GIVEN ENTRIES ->
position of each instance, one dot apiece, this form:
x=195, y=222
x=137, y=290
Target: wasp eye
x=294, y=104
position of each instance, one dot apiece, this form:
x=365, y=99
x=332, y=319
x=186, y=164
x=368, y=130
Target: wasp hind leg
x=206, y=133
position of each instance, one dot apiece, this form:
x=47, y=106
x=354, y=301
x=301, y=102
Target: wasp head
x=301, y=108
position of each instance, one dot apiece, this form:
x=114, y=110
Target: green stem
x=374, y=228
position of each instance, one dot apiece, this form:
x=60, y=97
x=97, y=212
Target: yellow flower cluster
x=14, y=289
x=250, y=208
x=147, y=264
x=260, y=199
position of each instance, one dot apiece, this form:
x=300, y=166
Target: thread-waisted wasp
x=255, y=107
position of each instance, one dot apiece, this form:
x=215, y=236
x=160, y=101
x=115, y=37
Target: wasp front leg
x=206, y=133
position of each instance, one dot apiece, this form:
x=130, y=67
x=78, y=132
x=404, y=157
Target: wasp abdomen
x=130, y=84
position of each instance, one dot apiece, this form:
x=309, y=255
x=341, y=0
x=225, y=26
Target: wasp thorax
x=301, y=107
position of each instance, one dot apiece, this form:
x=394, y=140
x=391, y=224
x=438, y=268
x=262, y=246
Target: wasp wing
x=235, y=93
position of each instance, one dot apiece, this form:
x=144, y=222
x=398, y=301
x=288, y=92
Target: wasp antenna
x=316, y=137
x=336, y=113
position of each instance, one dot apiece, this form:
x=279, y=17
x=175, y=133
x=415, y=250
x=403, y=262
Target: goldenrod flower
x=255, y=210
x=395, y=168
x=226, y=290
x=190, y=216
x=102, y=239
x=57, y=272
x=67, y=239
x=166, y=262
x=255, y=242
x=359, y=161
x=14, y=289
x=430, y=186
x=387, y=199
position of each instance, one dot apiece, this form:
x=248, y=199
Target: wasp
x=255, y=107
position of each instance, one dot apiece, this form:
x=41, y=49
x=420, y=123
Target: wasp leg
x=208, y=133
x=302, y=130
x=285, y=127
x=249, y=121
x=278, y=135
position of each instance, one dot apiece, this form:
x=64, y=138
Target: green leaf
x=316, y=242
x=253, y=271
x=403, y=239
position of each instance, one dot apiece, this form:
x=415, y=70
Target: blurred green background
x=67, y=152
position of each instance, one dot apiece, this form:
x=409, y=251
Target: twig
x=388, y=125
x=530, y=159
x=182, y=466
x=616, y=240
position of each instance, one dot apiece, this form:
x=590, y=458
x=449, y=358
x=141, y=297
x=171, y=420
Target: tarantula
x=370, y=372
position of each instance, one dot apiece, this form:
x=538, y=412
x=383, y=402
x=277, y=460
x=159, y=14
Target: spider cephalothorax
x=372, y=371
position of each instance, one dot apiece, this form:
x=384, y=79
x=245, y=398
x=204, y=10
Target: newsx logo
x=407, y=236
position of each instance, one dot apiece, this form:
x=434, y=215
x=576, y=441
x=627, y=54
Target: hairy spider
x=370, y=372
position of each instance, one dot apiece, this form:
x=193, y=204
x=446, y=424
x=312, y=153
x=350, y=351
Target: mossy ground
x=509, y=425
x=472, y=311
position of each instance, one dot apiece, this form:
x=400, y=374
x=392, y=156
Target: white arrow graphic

ASSIGNED TASK ->
Repeat all the entries exactly as given.

PROBLEM SOLUTION ->
position of each instance, one dot apiece, this form:
x=195, y=222
x=137, y=290
Target: wasp eye
x=294, y=104
position of each instance, one dot apiece, this form:
x=365, y=99
x=332, y=319
x=186, y=164
x=368, y=130
Target: wasp hind leg
x=206, y=133
position of each instance, one dot apiece, this form:
x=47, y=106
x=354, y=301
x=301, y=102
Target: wasp head
x=301, y=108
position of each instance, one dot apiece, this form:
x=114, y=110
Target: green stem
x=374, y=228
position of each instance, one dot apiece, this form:
x=60, y=97
x=97, y=212
Target: yellow flower cluster
x=14, y=289
x=250, y=208
x=147, y=264
x=260, y=199
position of each instance, one dot apiece, this form:
x=300, y=166
Target: thread-waisted wasp
x=255, y=107
position of each instance, one dot apiece, this form:
x=215, y=236
x=160, y=101
x=115, y=37
Target: wasp front leg
x=206, y=133
position of each instance, one dot apiece, this form:
x=130, y=67
x=78, y=132
x=404, y=157
Target: wasp abdomen
x=130, y=84
position of each instance, one dot apiece, this form:
x=309, y=255
x=341, y=0
x=225, y=26
Target: wasp thorax
x=301, y=107
position of each instance, one dot apiece, this form:
x=394, y=140
x=391, y=224
x=438, y=268
x=262, y=246
Target: wasp wing
x=235, y=93
position of each instance, one dot apiece, this form:
x=144, y=222
x=398, y=301
x=288, y=92
Target: wasp antenna
x=316, y=137
x=336, y=113
position of each instance, one dot apiece, this form:
x=279, y=17
x=175, y=133
x=415, y=250
x=403, y=262
Target: goldenrod flower
x=255, y=210
x=395, y=168
x=226, y=290
x=190, y=216
x=102, y=239
x=57, y=272
x=67, y=239
x=166, y=262
x=255, y=242
x=359, y=161
x=14, y=289
x=430, y=186
x=387, y=199
position of each instance, one dot apiece, this form:
x=248, y=199
Target: wasp
x=255, y=107
position of each instance, one dot apiece, this form:
x=41, y=49
x=420, y=123
Target: wasp leg
x=208, y=133
x=302, y=130
x=285, y=127
x=249, y=121
x=278, y=135
position of each instance, one dot apiece, this form:
x=64, y=138
Target: green leaf
x=316, y=242
x=253, y=271
x=403, y=239
position of each instance, one dot apiece, this form:
x=415, y=70
Target: blurred green background
x=67, y=152
position of each instance, one dot apiece, this form:
x=409, y=251
Target: twig
x=388, y=125
x=530, y=159
x=182, y=466
x=616, y=240
position of each instance, one dot apiece, this form:
x=590, y=458
x=449, y=358
x=141, y=297
x=171, y=420
Target: tarantula
x=370, y=372
position of each instance, one dot apiece, this form:
x=538, y=412
x=383, y=402
x=277, y=460
x=159, y=14
Target: spider cephalothorax
x=372, y=371
position of each instance, one dot apiece, this form:
x=384, y=79
x=245, y=398
x=204, y=10
Target: newsx logo
x=407, y=236
position of each instance, one dot apiece, this form:
x=434, y=215
x=576, y=441
x=627, y=54
Target: hairy spider
x=370, y=372
position of each instance, one dot apiece, this form:
x=193, y=204
x=446, y=424
x=312, y=153
x=350, y=351
Target: mossy ground
x=509, y=425
x=472, y=311
position of each instance, one dot apiece, this form:
x=400, y=374
x=392, y=156
Target: white arrow graphic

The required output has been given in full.